[[ Quoted passage, beginning ]]

Cheaper calls are available if calling from other telephones in the city, i.e., offices & hotels, especially between 22.00 and 07.00 weekdays, 17.00 and 07.00 Saturdays and all day Sunday. The large telephone exchange on Chinggis Khan Square has the facilities for you to send faxes and emails.
Your hotels in Ulaanbaatar also have Wi-Fi in the room and common areas. If you bring a quad-band GSM unlocked phone, you can buy a local sim and use it while you are in Ulaanbaatar. But once you are away from the city, the phones are not reliable.
Vaccinations and Health Concerns
There are no particular immunizations required unless you are coming from a yellow fever infected area. You must consult with your physician for appropriate vaccination you want to take. Other than the updated routine vaccinations, CDC recommends Hepatitis A and typhoid which you can get through contaminated food or drinks while you are in Mongolia. Some travelers consider taking Hep B, which you get through sexual contact or contaminated needles. You may also want to consider rabies as stray dogs are common, and you may come in contact with other animals.
In Asia, please avoid untreated water as much as possible; visitors can buy bottled water or purify on their own. Stomach upsets are likely to be the most common cause of illness in travelers. Drinks or salads can contain ice or have ingredients washed in unsafe water. Standard of care in hospitals varies, but there are traveler’s clinics in Ulaanbaatar. Medical insurance is essential. For traveler’s health advice, visit the websites:
Center for Disease Control and Prevention, Traveler's Health Info.
Travel Health, Public Health Agency of Canada.
Electricity, plugs, and sockets
In Mongolia, the standard voltage is 230 V. The standard frequency is 50 Hz. The power sockets that are used are of type C / E.
Please, check the label in your appliance if you can use in Mongolia. If it does not, you will need a voltage converter. Also, bring a set of an International adapter.
The Mongolian language is the official language of Mongolia and best-known member of the Mongolic language family. The number of speakers across all its dialects maybe 5.7 million, including the vast majority of the residents of Mongolia and many of the Mongolian residents of the Inner Mongolia Autonomous Region.
Other than the Travel trade professionals, tour guides, hotel front desk staffs, others do not speak English. So some basic knowledge of Mongolian Language will be helpful. Here is a resource on learning some primary Mongolian language.
Smart Traveler Enrollment Program (STEP)
We also suggest you enroll US government's SMART program to get updated about the travel conditions of the countries you are traveling.
While we plan and do our best that your trip goes as planned. But there are always chances of unforeseen events and conditions such as illness, accident, inclement weather conditions, and flight cancellation or missed connection or loss of baggage, etc. It may cause interruption or delay or total cancellation of your trip, putting your hard-earned travel investment in jeopardy. It's also possible that you may need medical assistance, emergency evacuation, or medical transportation when you get ill or involve in an accident when you are traveling in remote areas. Far & High's tour cost does not cover any of these expenses or losses. We strongly recommend that you should protect yourself and your travel investment against those unfavorable conditions.

[[ Quoted passage, end ]]

▶ _Activity_
From the travel notes on Mongolia above, list every unforeseen event or condition that the final paragraph names as a possible threat to a trip.

[[ Recorded information, beginning ]]

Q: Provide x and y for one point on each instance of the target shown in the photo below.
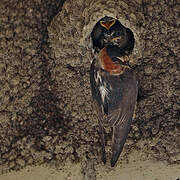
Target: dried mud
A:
(46, 116)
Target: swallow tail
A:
(120, 134)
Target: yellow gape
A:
(107, 24)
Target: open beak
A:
(108, 24)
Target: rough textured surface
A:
(45, 104)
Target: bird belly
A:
(107, 64)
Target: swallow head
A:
(109, 31)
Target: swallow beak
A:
(107, 24)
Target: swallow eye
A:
(107, 24)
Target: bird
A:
(109, 31)
(114, 89)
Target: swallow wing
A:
(121, 108)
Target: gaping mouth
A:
(108, 24)
(116, 39)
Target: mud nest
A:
(45, 104)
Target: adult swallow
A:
(114, 91)
(109, 31)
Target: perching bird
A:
(109, 31)
(114, 91)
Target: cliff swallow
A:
(114, 91)
(109, 31)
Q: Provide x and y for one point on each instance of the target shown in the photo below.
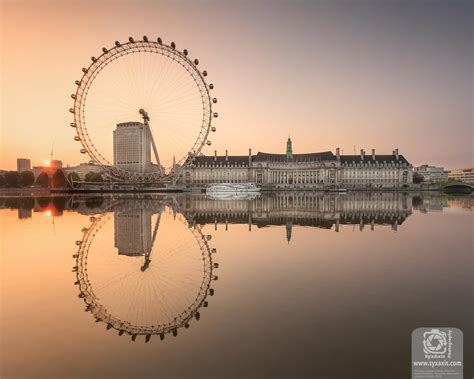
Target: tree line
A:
(15, 179)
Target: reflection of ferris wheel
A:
(142, 109)
(151, 292)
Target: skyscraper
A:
(132, 147)
(23, 164)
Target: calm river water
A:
(284, 285)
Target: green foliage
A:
(417, 178)
(93, 177)
(12, 179)
(27, 178)
(59, 180)
(42, 180)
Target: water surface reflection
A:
(310, 284)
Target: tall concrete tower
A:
(289, 149)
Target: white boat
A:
(231, 188)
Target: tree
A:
(27, 178)
(59, 180)
(43, 180)
(93, 177)
(12, 179)
(417, 178)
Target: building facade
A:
(132, 147)
(432, 173)
(23, 164)
(300, 171)
(463, 174)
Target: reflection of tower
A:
(133, 234)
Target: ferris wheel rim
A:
(101, 313)
(121, 50)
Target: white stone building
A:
(301, 171)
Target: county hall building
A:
(321, 170)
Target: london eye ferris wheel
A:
(142, 110)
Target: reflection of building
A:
(133, 235)
(301, 171)
(24, 213)
(23, 164)
(464, 174)
(432, 173)
(132, 147)
(315, 209)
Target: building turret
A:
(289, 149)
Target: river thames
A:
(283, 285)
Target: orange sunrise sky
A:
(330, 74)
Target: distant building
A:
(132, 147)
(23, 164)
(432, 173)
(56, 164)
(300, 171)
(464, 174)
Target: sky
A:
(349, 74)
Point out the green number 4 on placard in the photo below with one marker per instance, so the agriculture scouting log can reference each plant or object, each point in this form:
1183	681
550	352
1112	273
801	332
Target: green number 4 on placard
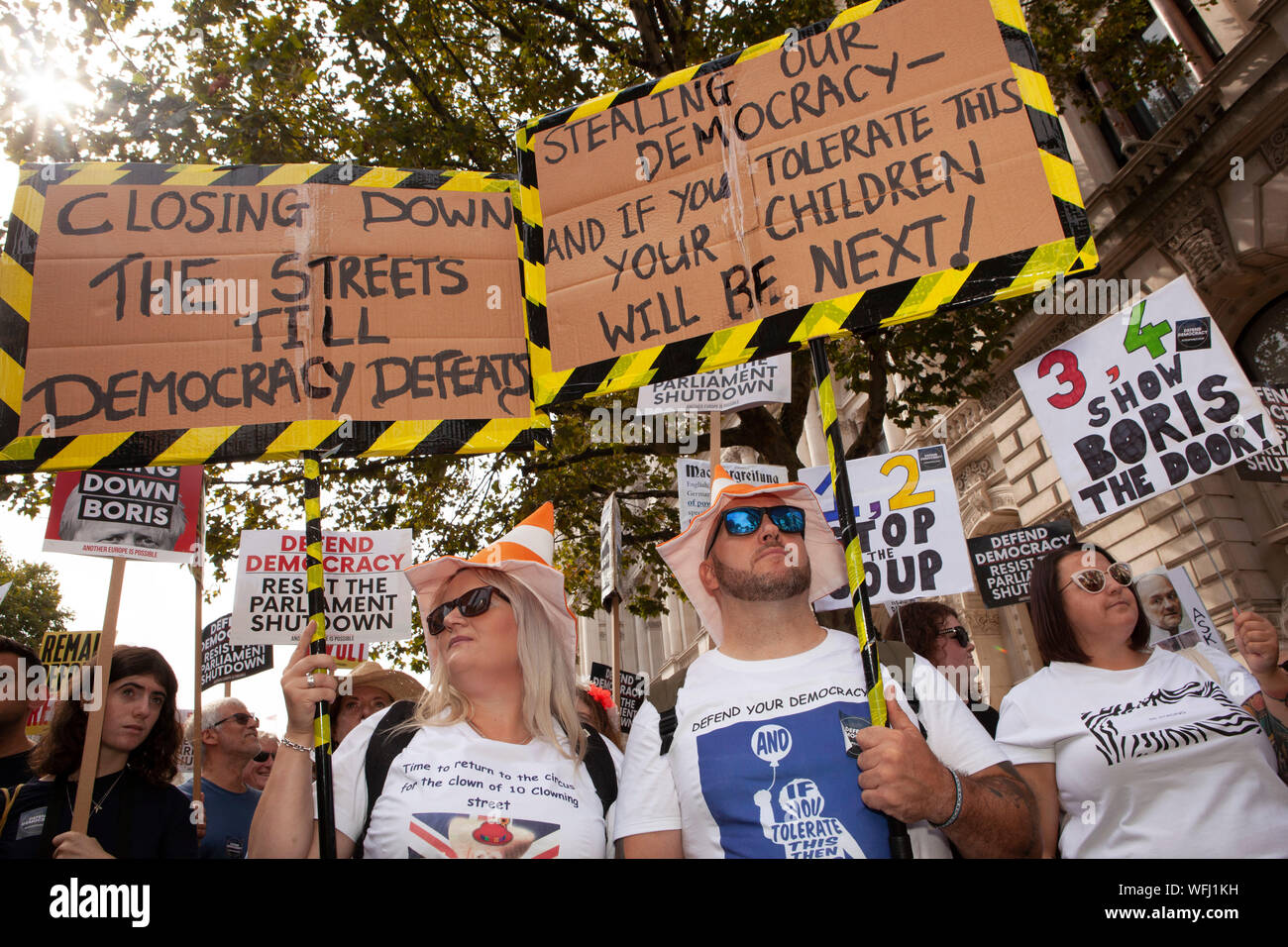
1150	337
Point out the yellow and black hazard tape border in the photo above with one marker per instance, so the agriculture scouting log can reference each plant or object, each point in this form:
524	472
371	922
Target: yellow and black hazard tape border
1001	277
21	454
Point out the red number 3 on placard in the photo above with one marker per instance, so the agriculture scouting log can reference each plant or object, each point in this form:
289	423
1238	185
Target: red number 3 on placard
1069	373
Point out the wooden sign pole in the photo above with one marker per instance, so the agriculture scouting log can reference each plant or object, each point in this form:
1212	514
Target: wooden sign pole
94	729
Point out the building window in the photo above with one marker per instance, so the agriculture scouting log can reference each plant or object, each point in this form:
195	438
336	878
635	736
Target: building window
1262	346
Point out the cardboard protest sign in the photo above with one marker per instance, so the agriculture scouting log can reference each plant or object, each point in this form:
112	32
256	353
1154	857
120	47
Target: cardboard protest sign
223	661
901	159
1145	401
768	380
910	525
1004	561
694	482
192	315
368	596
1177	617
149	513
634	690
1270	466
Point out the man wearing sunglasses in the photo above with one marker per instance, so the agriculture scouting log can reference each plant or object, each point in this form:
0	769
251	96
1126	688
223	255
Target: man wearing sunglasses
230	740
751	761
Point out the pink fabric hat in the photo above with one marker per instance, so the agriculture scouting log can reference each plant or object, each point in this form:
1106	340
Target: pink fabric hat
526	554
684	554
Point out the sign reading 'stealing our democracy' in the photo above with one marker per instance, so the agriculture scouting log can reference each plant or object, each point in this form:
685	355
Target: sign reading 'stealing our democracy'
1147	399
235	300
1004	561
855	157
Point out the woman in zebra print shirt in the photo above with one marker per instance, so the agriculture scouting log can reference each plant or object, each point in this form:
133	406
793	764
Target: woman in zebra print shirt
1145	754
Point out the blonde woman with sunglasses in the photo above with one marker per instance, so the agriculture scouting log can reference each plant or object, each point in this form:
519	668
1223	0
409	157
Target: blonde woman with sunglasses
492	759
1134	753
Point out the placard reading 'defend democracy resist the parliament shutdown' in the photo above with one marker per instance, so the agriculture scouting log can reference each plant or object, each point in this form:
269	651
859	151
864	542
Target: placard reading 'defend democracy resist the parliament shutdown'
767	380
1142	402
368	596
835	165
1004	561
166	300
223	661
910	525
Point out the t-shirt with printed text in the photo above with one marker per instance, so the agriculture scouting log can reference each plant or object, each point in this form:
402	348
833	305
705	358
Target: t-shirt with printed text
455	793
758	767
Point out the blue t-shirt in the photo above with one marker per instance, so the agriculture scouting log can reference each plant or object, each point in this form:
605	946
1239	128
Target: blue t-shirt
228	817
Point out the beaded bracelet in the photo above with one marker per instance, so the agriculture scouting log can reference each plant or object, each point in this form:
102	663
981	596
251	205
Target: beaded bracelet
283	741
957	805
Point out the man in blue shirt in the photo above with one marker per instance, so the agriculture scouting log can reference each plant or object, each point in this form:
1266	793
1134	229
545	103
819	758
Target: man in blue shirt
230	740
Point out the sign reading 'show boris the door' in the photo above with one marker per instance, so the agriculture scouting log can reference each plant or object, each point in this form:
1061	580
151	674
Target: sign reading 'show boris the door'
1145	401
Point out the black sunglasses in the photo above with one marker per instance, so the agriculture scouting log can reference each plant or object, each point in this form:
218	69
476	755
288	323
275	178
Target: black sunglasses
742	521
957	631
472	603
243	719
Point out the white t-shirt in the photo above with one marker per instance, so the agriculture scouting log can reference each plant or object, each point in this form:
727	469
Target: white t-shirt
1158	762
455	793
758	766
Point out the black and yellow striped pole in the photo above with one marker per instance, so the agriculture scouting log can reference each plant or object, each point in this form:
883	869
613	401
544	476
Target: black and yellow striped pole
317	646
901	847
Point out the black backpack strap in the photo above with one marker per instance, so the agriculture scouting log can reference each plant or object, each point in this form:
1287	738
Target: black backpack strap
381	750
666	723
599	764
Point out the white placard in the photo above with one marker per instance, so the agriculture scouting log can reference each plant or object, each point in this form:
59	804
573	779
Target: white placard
767	380
1177	617
1142	402
368	596
910	525
694	482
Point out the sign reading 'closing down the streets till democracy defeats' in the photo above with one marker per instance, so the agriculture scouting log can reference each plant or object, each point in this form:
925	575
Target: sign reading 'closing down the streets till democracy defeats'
368	596
831	166
910	525
1004	561
233	300
1145	401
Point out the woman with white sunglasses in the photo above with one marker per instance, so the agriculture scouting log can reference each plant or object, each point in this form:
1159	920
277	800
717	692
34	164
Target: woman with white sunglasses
492	761
1134	753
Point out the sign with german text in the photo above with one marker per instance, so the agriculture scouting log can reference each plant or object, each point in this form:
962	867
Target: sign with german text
1004	561
910	525
201	313
368	596
1270	466
223	661
898	159
1147	399
694	482
767	380
634	690
147	513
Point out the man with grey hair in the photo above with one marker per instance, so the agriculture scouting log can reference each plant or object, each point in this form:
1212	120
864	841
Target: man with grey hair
230	740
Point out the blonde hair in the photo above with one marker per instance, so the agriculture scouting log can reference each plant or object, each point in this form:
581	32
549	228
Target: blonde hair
549	685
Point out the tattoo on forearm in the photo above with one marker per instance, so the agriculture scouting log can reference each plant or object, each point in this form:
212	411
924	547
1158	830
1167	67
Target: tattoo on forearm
1273	728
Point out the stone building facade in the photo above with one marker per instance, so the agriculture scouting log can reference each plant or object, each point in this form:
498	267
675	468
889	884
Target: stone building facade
1193	180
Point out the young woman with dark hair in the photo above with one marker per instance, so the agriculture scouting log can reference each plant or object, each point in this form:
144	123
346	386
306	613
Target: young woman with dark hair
136	812
1133	753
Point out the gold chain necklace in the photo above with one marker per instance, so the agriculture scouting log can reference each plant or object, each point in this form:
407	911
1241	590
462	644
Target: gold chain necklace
98	805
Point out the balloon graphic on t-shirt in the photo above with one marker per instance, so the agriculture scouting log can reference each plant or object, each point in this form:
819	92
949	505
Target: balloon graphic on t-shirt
772	742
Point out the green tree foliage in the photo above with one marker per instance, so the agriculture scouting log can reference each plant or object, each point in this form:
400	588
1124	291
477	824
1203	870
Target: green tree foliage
443	85
34	603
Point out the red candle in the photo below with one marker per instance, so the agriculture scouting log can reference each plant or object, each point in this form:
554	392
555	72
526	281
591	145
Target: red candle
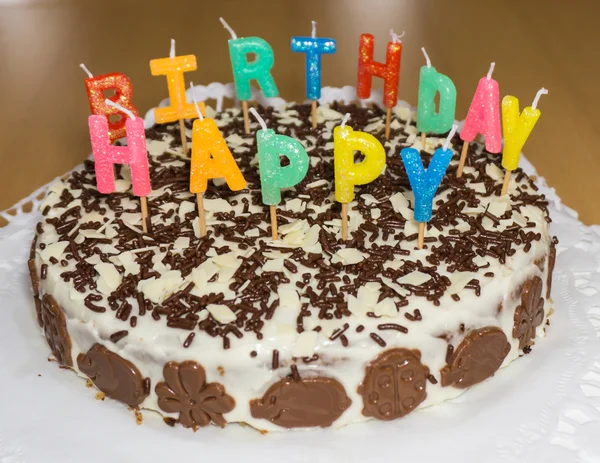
388	71
123	93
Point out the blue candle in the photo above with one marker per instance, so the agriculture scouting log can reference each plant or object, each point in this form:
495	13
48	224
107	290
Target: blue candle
314	47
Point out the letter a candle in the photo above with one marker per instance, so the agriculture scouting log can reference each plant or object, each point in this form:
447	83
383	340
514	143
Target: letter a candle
430	83
211	158
173	67
517	128
244	70
313	47
388	71
483	117
134	154
274	176
425	183
347	172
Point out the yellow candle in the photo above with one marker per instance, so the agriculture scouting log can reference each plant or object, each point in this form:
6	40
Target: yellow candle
347	173
517	127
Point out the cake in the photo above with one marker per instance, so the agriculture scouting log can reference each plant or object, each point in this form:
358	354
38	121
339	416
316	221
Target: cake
307	331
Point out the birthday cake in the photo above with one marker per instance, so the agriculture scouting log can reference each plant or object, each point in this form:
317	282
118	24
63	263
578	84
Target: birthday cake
308	330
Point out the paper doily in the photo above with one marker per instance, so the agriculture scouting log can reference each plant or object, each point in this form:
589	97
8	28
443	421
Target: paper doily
545	407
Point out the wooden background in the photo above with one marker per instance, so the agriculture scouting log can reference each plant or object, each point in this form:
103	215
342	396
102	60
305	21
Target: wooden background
551	43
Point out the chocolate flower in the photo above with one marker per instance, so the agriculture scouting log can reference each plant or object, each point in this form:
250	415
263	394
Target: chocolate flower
530	314
185	391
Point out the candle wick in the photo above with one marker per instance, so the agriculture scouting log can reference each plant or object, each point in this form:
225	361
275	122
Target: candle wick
172	52
260	120
226	26
536	100
120	108
491	71
200	116
344	120
86	70
450	135
427	60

[[ Recorded information, end ]]

▶ _Task answer_
Illness, accident, inclement weather conditions, flight cancellation, missed connection, and loss of baggage.